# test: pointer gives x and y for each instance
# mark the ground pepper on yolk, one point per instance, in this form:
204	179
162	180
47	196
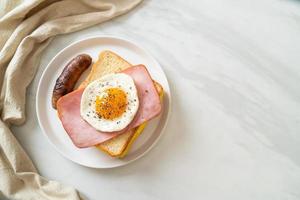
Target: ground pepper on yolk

+-------+

Send back the data above word for word, with the pictures left out.

Response for this exercise
# test: pointer gives x and y for each instance
# mark the ground pepper on yolk, one point per instance, in this form:
204	179
162	180
47	196
Target: ground pepper on yolk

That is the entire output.